(INSTRUCTIONS FOR THE TASK)
Copy word for word the stretch of the listing below from the line containing "black top in" through the line containing "point(363, 506)", with both of those lines included.

Items from a dataset

------------------------------------------------

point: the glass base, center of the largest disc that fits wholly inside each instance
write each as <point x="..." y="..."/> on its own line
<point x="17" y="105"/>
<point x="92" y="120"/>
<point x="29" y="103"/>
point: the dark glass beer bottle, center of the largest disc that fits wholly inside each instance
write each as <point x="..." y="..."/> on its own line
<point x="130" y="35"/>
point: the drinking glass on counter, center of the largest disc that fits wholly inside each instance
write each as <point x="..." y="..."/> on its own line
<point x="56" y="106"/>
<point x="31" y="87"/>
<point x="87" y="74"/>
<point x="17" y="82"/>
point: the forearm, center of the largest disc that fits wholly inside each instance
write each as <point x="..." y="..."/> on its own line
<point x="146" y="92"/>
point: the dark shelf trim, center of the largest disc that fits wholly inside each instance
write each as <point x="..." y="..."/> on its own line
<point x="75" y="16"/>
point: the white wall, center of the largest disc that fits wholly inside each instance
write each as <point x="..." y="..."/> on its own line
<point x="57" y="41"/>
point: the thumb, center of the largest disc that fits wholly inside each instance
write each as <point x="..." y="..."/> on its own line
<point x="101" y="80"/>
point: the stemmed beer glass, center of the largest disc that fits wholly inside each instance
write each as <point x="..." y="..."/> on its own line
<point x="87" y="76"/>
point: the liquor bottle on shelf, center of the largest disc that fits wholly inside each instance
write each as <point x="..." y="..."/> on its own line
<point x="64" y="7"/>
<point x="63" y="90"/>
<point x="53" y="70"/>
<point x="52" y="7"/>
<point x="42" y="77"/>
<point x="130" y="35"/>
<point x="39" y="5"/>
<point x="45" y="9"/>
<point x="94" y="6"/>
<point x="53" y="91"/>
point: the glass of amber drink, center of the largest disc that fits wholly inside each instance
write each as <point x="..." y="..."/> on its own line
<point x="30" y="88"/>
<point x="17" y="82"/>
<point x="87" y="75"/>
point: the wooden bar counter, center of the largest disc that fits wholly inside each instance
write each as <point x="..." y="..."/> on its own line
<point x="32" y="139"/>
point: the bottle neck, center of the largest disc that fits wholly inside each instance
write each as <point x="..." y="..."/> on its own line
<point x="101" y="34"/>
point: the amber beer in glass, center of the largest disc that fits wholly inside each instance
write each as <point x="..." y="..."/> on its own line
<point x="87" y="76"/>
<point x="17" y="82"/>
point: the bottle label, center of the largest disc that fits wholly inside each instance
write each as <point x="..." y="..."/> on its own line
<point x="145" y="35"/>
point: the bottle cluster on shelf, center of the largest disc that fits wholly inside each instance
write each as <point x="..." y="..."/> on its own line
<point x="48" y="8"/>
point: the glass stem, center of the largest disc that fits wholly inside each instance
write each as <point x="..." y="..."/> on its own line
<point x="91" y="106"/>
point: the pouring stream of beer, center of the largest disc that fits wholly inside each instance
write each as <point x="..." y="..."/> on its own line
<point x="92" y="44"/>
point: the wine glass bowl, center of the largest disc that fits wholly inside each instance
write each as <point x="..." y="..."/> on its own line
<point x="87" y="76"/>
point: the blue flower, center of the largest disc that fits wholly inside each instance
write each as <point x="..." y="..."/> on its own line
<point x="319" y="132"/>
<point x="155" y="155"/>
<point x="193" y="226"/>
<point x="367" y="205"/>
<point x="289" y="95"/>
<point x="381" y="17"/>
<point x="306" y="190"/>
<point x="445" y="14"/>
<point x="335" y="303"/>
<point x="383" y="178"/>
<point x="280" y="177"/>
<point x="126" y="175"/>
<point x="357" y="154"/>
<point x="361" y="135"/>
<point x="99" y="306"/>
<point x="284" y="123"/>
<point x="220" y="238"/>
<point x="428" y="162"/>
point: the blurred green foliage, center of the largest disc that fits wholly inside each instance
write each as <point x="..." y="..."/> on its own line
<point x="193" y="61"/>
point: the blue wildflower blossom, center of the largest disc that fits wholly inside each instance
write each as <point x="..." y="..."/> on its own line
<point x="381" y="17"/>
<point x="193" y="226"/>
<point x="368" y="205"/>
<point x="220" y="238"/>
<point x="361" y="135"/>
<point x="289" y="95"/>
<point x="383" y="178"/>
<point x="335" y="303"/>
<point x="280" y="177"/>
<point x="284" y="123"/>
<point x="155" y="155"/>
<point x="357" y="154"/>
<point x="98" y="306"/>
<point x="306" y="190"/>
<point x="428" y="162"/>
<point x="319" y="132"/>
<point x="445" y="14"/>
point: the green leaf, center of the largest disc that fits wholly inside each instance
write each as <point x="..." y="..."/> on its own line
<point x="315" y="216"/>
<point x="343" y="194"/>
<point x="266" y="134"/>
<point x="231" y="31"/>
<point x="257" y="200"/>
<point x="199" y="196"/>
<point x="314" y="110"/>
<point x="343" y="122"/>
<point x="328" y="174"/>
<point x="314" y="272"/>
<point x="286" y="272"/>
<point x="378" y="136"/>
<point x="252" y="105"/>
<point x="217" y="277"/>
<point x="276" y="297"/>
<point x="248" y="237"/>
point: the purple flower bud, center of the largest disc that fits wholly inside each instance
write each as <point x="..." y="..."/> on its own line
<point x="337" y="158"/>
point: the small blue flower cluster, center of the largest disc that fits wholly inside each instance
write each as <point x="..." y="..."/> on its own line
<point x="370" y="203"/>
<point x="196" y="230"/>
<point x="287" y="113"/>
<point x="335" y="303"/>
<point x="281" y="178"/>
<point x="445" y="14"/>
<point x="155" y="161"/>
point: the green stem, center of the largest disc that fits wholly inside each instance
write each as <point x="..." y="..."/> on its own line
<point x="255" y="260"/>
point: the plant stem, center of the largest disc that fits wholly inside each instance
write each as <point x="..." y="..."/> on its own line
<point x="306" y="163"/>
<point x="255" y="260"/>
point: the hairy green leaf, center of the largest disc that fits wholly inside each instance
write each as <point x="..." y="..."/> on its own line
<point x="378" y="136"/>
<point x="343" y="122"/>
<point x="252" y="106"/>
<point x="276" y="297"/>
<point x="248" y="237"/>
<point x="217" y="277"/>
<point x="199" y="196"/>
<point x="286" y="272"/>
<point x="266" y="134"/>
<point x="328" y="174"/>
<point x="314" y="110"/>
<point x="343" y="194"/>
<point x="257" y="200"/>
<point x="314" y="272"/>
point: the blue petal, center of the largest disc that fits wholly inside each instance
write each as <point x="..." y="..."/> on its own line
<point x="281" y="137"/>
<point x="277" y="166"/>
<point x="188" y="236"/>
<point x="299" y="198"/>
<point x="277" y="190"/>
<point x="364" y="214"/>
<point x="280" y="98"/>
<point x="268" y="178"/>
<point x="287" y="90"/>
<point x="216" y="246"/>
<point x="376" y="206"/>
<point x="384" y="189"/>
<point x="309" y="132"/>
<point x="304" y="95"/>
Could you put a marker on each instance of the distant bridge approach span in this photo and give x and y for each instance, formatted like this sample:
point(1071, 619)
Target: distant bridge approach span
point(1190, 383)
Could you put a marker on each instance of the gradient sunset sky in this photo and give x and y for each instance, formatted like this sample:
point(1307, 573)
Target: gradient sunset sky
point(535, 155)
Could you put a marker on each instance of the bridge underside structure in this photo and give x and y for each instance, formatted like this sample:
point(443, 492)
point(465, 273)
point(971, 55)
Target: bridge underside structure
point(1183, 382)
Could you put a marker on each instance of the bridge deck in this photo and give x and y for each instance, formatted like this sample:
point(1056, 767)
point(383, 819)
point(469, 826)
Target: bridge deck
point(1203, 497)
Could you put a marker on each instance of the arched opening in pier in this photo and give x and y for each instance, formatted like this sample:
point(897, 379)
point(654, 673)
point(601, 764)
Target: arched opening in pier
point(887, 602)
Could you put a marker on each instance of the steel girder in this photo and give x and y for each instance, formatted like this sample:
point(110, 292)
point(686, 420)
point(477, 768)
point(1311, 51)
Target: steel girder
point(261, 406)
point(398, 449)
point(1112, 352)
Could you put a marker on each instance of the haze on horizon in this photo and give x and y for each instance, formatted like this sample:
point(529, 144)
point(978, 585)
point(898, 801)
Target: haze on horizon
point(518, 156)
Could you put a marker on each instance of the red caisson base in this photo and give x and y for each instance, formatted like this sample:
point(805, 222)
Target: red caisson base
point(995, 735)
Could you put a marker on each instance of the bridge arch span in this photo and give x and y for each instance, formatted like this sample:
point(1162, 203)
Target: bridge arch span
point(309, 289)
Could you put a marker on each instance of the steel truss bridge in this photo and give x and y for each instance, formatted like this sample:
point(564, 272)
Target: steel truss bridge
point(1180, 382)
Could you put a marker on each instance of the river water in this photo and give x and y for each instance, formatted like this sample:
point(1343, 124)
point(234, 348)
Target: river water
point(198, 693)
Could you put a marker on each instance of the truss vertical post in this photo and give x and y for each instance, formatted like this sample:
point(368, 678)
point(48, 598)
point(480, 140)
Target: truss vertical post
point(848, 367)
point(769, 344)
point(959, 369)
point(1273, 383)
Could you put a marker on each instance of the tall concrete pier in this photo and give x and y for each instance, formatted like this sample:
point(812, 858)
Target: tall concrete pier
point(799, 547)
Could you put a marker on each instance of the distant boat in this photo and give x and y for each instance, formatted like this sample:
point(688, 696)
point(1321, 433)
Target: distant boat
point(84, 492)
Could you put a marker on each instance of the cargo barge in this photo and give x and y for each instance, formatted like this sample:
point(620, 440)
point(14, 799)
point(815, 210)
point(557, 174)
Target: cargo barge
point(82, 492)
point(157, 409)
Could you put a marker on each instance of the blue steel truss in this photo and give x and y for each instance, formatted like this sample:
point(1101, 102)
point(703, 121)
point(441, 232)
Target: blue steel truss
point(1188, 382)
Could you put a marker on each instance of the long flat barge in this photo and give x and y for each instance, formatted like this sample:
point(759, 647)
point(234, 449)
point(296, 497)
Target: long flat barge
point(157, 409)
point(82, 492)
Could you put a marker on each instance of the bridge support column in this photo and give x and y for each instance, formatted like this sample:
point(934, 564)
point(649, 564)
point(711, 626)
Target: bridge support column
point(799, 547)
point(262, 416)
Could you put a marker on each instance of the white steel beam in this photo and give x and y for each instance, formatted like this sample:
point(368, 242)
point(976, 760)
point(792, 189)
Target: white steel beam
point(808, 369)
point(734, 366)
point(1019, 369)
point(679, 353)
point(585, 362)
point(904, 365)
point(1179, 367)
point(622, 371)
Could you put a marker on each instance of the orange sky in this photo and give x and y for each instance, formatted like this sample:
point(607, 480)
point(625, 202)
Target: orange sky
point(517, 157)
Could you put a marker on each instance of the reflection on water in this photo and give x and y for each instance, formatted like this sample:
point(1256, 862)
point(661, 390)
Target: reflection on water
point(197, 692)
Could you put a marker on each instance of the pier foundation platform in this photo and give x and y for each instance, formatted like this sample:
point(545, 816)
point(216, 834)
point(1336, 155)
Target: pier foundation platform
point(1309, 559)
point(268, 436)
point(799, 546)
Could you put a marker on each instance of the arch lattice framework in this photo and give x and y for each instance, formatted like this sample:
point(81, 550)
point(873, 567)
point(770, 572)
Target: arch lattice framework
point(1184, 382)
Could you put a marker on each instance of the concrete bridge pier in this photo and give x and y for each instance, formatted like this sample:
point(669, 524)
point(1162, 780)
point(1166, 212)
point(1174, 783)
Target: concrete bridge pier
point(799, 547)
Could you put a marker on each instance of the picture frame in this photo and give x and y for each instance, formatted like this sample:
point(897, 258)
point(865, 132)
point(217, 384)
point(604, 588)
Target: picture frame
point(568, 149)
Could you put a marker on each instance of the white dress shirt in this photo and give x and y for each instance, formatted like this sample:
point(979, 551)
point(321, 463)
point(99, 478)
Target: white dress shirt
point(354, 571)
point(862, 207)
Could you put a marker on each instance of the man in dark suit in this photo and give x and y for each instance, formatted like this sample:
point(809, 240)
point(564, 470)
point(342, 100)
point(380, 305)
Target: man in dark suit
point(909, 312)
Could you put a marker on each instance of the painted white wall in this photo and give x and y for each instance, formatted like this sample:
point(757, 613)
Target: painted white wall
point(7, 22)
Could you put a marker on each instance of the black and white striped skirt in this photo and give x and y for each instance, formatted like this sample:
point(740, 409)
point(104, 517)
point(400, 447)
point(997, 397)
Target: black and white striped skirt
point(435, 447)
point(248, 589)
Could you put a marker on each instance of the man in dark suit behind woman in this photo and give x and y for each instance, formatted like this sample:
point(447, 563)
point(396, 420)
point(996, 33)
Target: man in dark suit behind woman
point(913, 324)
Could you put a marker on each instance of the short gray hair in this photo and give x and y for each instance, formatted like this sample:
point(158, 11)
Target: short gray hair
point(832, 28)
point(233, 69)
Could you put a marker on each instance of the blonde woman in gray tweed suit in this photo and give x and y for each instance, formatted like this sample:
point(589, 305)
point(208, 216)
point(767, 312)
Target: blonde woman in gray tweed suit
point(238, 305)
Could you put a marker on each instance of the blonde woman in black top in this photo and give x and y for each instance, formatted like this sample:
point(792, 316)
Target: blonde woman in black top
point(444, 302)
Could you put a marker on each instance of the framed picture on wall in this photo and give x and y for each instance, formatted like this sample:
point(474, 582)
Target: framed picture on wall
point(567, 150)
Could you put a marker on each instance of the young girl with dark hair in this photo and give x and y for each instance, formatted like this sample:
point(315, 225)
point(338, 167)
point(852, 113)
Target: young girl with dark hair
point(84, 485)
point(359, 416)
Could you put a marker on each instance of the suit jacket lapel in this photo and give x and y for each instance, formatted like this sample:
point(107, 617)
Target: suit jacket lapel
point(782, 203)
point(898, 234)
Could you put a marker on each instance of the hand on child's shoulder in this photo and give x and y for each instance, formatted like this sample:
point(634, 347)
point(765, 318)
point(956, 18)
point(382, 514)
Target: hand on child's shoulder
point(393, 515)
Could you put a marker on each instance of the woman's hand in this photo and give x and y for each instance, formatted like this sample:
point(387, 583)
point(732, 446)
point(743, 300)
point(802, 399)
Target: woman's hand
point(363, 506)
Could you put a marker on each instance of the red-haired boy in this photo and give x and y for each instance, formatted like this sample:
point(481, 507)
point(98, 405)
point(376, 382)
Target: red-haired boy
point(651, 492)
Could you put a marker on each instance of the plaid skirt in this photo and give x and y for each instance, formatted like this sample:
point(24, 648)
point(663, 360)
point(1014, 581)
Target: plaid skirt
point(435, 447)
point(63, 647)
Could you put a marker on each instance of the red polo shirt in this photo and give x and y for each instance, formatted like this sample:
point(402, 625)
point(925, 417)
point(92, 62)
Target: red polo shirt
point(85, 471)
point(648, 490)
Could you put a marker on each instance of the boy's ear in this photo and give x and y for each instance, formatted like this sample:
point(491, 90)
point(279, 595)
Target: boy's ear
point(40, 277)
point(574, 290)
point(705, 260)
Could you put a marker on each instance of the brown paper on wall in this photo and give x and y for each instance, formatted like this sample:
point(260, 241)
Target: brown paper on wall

------------------------------------------------

(RESULT OF THIS EXERCISE)
Could you put a marker on each instance of the blonde woman in black top in this photo and give x and y for each instance, formatted like this sample:
point(792, 316)
Target: blonde woman in black top
point(444, 302)
Could you put a marker on each instance of the framed picture on wall in this photo and give x and y for each instance, formatted like this sample:
point(474, 582)
Target: framed picture on wall
point(567, 150)
Could you put a marker on each instance of the young girl with dark hair in this photo and give x and y for each instance, formatted like this sample:
point(315, 225)
point(338, 167)
point(852, 113)
Target: young girl with dark hair
point(84, 485)
point(359, 416)
Could you put a marker on each instance of the suit jacket lapel in this photo and give x and y for each instance, formatted like this sample:
point(107, 617)
Target: suit jacket lapel
point(782, 203)
point(898, 234)
Could you put a marker on each instance of the hand on child's shoulder in this photo and give x and y for each instance, formatted like this sample:
point(634, 347)
point(765, 318)
point(956, 18)
point(382, 514)
Target: hand on child's shoulder
point(393, 515)
Could you put a marker on each instance of the woman's hand in this photo and give x and y for each instance, formatted like this sample:
point(387, 583)
point(732, 446)
point(743, 300)
point(802, 399)
Target: woman's hand
point(363, 506)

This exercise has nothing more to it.